Schwarze Traumlandschaften

Dass das Regieteam der Berner Inszenierung von Jacques Offenbachs «Les Contes d’Hoffmann» vor allem die schwarze Romantik bedienen wollte, zeigte sich gleich zu Beginn, wenn die Trinkgesellschaft gespensterhaft in ihren schwarzen Fräcken und Zylindern (Kostüme: Eva Dessecker) und eindringlichen Masken auftaucht. Als Gespenster-Hoffmann ist der Dichter der Vieldeutigkeit denn auch ausserhalb Deutschlands rezipiert worden.
Es ist faszinierend, wie Erath diese Gesellschaft im Akt der Maschine Olympia zu Puppen mutieren lässt, die an Fäden tanzen, im Venedig-Akt zu Voyeuren und schliesslich zu Totengräbern. Mögen sich auch hin und wieder Türen öffnen, die aus dem überdimensionierten Schacht zu führen scheinen, in eine tatsächliche oder gar helle Welt führen sie nie. Eraths Schlussbilder sind erschreckend und unmissverständlich, wobei die ständige Präsenz von Tod und Sarg das Traumatische der Inszenierung noch unterstreichen, sei dies in Form der Truhe, in der die Puppe Olympia liegt, sei dies im schwarzen Flügel, den der diabolische Arzt Miracle zum Sarg der Sängerin Antonia umfunktioniert, oder im Grab des Schlussbilds, aus dem, wenig verheissungsvoll, schliesslich das Ehebett von Hoffmann und Muse gehoben wird.

Gängige Mischfassung

Wer sich mit Offenbachs «Contes» auseinandersetzt, weiss um die grosse Fülle an Fassungen, Bearbeitungen und Ausgaben der unvollendeten Oper. Der Offenbach-Forscher Robert Didion, der diesen Knäuel zu entwirren versucht hat, und Fritz Oesers quellenkritische Neuausgabe haben zwar manche Frage wie etwa die Abfolge der drei Binnenakte geklärt, aber den Theatern trotzdem ein weites Feld an Möglichkeiten belassen.

Extrahierte Informationen =>
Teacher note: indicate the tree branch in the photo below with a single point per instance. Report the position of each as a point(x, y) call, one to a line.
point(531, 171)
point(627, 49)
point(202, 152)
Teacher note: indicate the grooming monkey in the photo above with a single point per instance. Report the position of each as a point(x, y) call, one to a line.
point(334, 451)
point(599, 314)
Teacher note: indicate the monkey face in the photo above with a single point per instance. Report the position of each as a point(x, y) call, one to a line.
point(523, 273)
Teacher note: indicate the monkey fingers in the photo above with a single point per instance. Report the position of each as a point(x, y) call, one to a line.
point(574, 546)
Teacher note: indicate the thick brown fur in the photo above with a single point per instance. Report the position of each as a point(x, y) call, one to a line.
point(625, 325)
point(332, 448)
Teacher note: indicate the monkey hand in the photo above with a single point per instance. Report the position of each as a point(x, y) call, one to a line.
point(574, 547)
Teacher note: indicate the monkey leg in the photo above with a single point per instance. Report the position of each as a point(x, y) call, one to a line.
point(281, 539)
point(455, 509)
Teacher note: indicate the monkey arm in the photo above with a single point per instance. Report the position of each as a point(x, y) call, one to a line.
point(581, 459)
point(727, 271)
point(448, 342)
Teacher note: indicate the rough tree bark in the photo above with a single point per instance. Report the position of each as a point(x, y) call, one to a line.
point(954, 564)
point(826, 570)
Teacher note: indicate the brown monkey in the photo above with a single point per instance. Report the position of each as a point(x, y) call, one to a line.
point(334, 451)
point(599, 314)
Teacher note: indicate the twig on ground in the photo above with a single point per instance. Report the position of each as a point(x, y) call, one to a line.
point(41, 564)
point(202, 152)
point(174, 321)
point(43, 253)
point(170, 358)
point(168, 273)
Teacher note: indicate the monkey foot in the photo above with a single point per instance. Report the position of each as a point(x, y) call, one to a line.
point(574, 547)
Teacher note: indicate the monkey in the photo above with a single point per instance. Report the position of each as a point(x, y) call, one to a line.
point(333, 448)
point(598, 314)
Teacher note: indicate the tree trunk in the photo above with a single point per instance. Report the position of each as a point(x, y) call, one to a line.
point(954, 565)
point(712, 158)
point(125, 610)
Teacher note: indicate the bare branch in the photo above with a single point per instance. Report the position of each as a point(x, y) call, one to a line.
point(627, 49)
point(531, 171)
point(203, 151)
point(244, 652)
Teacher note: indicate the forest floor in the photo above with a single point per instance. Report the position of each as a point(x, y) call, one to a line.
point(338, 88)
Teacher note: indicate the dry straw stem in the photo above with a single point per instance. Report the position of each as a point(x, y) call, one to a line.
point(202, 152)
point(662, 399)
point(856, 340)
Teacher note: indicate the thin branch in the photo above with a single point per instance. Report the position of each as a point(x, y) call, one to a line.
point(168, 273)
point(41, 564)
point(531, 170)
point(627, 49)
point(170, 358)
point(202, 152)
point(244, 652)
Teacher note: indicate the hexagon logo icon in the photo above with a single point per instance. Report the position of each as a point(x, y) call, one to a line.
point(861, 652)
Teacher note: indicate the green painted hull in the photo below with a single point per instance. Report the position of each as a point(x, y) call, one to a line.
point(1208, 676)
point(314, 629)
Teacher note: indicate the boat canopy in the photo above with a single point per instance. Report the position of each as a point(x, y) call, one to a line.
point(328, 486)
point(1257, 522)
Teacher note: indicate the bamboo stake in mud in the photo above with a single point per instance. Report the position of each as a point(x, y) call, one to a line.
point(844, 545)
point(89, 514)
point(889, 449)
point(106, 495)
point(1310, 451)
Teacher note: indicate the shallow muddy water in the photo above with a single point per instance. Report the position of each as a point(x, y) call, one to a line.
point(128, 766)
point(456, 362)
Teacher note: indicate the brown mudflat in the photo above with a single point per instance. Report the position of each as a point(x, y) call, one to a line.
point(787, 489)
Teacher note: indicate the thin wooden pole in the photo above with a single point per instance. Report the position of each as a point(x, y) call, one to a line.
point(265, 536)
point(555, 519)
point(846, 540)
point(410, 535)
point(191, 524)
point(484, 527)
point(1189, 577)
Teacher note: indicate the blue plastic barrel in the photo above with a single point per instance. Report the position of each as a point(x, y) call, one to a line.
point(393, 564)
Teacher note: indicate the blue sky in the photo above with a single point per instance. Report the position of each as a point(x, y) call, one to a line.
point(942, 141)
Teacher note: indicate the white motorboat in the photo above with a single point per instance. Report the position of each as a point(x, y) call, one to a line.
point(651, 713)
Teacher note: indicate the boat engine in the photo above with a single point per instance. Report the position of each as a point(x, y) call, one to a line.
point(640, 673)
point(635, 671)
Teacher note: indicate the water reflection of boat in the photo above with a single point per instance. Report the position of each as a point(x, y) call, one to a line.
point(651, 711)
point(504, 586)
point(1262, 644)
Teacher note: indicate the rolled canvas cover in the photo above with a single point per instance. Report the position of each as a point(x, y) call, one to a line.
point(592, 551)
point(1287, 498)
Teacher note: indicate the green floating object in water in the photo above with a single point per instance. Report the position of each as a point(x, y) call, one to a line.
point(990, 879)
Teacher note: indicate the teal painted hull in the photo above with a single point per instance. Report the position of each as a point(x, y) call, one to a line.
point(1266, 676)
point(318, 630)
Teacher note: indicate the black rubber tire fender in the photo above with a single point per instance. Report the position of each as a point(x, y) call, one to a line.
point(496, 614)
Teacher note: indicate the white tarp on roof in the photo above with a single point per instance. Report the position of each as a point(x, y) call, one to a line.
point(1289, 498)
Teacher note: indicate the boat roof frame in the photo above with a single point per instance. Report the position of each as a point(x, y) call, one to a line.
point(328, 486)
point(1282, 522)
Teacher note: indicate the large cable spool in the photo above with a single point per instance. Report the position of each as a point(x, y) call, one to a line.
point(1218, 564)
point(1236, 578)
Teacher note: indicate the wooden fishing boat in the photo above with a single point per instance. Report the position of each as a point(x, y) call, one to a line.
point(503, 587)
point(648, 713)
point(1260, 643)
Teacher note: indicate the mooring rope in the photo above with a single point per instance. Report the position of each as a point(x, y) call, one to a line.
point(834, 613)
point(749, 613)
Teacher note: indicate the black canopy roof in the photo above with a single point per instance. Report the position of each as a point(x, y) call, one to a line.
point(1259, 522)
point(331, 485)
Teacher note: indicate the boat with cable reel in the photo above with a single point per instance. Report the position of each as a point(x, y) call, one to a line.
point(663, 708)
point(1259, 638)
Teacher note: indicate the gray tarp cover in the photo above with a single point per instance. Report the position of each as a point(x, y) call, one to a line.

Zu erledigende Arbeit =>
Schreiben Sie aus der Besprechung der Berner Inszenierung die Stelle wortgetreu ab, beginnend mit „Es ist faszinierend, wie“ und fortlaufend bis einschließlich „Muse gehoben wird.“.

Ergebnis =>
Es ist faszinierend, wie Erath diese Gesellschaft im Akt der Maschine Olympia zu Puppen mutieren lässt, die an Fäden tanzen, im Venedig-Akt zu Voyeuren und schliesslich zu Totengräbern. Mögen sich auch hin und wieder Türen öffnen, die aus dem überdimensionierten Schacht zu führen scheinen, in eine tatsächliche oder gar helle Welt führen sie nie. Eraths Schlussbilder sind erschreckend und unmissverständlich, wobei die ständige Präsenz von Tod und Sarg das Traumatische der Inszenierung noch unterstreichen, sei dies in Form der Truhe, in der die Puppe Olympia liegt, sei dies im schwarzen Flügel, den der diabolische Arzt Miracle zum Sarg der Sängerin Antonia umfunktioniert, oder im Grab des Schlussbilds, aus dem, wenig verheissungsvoll, schliesslich das Ehebett von Hoffmann und Muse gehoben wird.